Copy out the lines of the records character for character, starting at the line that contains "query | pointed fence picket" and ending at the line that contains "<point>663,238</point>", with both of those lines included.

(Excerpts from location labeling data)
───

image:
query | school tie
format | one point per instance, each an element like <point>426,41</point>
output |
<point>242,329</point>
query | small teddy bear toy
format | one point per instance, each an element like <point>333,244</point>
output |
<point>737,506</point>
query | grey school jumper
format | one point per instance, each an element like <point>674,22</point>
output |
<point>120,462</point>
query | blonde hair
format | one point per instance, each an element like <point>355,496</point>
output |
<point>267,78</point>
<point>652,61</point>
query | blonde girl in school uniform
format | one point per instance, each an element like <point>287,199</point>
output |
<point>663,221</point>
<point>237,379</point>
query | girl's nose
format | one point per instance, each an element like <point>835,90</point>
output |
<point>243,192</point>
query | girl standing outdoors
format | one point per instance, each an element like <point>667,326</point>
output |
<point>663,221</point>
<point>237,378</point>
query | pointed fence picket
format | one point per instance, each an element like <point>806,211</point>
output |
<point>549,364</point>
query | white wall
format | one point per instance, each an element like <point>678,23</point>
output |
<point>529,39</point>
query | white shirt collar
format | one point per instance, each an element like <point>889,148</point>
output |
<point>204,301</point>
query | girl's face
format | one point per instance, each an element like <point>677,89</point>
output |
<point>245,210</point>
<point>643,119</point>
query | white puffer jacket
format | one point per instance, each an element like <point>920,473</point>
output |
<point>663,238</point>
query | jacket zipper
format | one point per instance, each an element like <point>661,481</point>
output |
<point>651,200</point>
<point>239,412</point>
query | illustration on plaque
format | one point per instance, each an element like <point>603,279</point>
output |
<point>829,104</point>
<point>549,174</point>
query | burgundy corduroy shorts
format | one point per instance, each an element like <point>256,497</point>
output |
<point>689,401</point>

───

Correct answer:
query | pointed fence picket
format | one point per instance, each an element like <point>806,211</point>
output |
<point>549,364</point>
query | white wall
format | one point per instance, each an element like <point>678,23</point>
output |
<point>529,39</point>
query | white shirt collar
format | one point per instance, each an element like <point>889,148</point>
output |
<point>204,301</point>
query | girl's face
format | one point per instance, each an element like <point>677,89</point>
output |
<point>245,210</point>
<point>643,119</point>
query | white puffer jacket
format | one point per instance, each an element like <point>920,473</point>
output |
<point>663,238</point>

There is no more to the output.